start

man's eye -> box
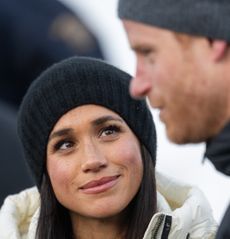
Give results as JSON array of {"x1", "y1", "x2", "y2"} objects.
[
  {"x1": 100, "y1": 125, "x2": 120, "y2": 137},
  {"x1": 54, "y1": 141, "x2": 74, "y2": 150}
]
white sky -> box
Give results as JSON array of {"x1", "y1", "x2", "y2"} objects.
[{"x1": 60, "y1": 0, "x2": 230, "y2": 222}]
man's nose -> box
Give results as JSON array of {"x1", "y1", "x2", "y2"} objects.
[
  {"x1": 129, "y1": 56, "x2": 152, "y2": 99},
  {"x1": 82, "y1": 143, "x2": 107, "y2": 173}
]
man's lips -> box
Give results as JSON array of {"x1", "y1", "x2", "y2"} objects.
[{"x1": 79, "y1": 175, "x2": 120, "y2": 194}]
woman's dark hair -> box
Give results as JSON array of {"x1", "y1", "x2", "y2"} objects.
[{"x1": 36, "y1": 146, "x2": 157, "y2": 239}]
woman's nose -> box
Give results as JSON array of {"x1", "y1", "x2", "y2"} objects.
[{"x1": 82, "y1": 144, "x2": 107, "y2": 173}]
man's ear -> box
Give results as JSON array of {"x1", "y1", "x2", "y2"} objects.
[{"x1": 210, "y1": 40, "x2": 228, "y2": 61}]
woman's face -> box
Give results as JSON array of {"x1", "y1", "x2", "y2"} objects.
[{"x1": 47, "y1": 105, "x2": 143, "y2": 219}]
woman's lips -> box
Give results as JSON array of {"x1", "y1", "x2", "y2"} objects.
[{"x1": 80, "y1": 175, "x2": 120, "y2": 194}]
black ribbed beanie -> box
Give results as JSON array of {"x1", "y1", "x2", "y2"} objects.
[
  {"x1": 118, "y1": 0, "x2": 230, "y2": 42},
  {"x1": 18, "y1": 57, "x2": 156, "y2": 188}
]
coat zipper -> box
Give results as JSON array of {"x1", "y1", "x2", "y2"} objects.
[{"x1": 151, "y1": 215, "x2": 165, "y2": 239}]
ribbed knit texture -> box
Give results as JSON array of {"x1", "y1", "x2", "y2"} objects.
[
  {"x1": 118, "y1": 0, "x2": 230, "y2": 42},
  {"x1": 18, "y1": 57, "x2": 156, "y2": 188}
]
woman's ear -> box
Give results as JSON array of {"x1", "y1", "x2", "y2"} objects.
[{"x1": 210, "y1": 40, "x2": 228, "y2": 62}]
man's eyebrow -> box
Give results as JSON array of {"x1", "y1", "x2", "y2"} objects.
[
  {"x1": 131, "y1": 44, "x2": 155, "y2": 52},
  {"x1": 91, "y1": 115, "x2": 124, "y2": 126},
  {"x1": 48, "y1": 128, "x2": 73, "y2": 141}
]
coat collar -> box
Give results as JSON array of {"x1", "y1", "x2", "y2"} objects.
[{"x1": 204, "y1": 123, "x2": 230, "y2": 176}]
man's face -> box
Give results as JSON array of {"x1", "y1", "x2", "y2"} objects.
[{"x1": 123, "y1": 20, "x2": 228, "y2": 144}]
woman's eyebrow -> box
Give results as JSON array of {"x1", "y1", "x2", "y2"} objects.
[
  {"x1": 48, "y1": 128, "x2": 73, "y2": 142},
  {"x1": 91, "y1": 115, "x2": 124, "y2": 126}
]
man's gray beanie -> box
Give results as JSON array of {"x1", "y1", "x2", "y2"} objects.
[{"x1": 118, "y1": 0, "x2": 230, "y2": 42}]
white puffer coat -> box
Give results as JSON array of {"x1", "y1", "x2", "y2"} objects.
[{"x1": 0, "y1": 173, "x2": 217, "y2": 239}]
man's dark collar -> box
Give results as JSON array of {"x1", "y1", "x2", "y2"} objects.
[{"x1": 204, "y1": 123, "x2": 230, "y2": 176}]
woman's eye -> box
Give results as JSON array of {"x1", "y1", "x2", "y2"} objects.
[{"x1": 100, "y1": 125, "x2": 120, "y2": 137}]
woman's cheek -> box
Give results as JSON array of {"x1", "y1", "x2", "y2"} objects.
[{"x1": 47, "y1": 157, "x2": 71, "y2": 188}]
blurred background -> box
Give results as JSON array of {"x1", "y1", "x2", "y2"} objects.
[{"x1": 0, "y1": 0, "x2": 230, "y2": 225}]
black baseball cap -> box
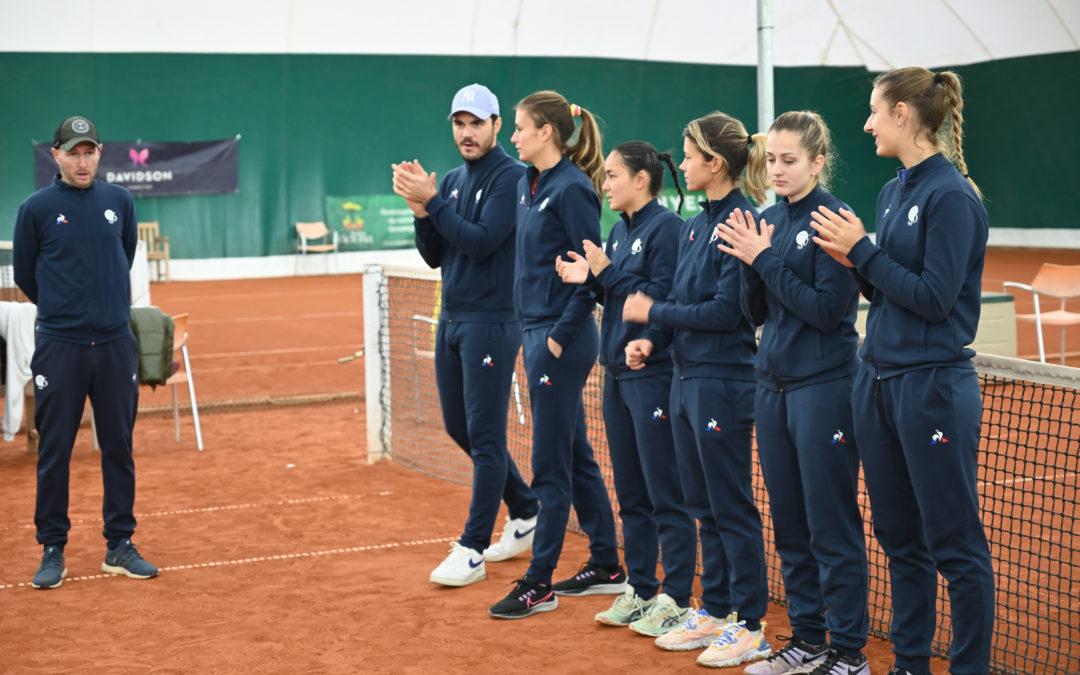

end

▶ [WHAT IS REQUIRED]: Could you return, word for word, everything from the line containing "man's dark collar -> box" down to the last of the lines, including both ends but leaving out the pictures?

▶ [SOLUTION BELOW]:
man's dark collar -> box
Give results as JSON array of {"x1", "y1", "x2", "y2"} objects.
[{"x1": 204, "y1": 123, "x2": 230, "y2": 176}]
woman's eye -> box
Give results as JSON array of {"x1", "y1", "x2", "y2"} objects.
[{"x1": 100, "y1": 125, "x2": 120, "y2": 137}]
woman's cheek -> box
Give results as JSON array of {"x1", "y1", "x2", "y2"} objects.
[{"x1": 47, "y1": 157, "x2": 71, "y2": 188}]
blurred background -> box
Give results as JSON array of {"x1", "y1", "x2", "y2"} objects.
[{"x1": 0, "y1": 0, "x2": 230, "y2": 225}]
black baseball cap -> box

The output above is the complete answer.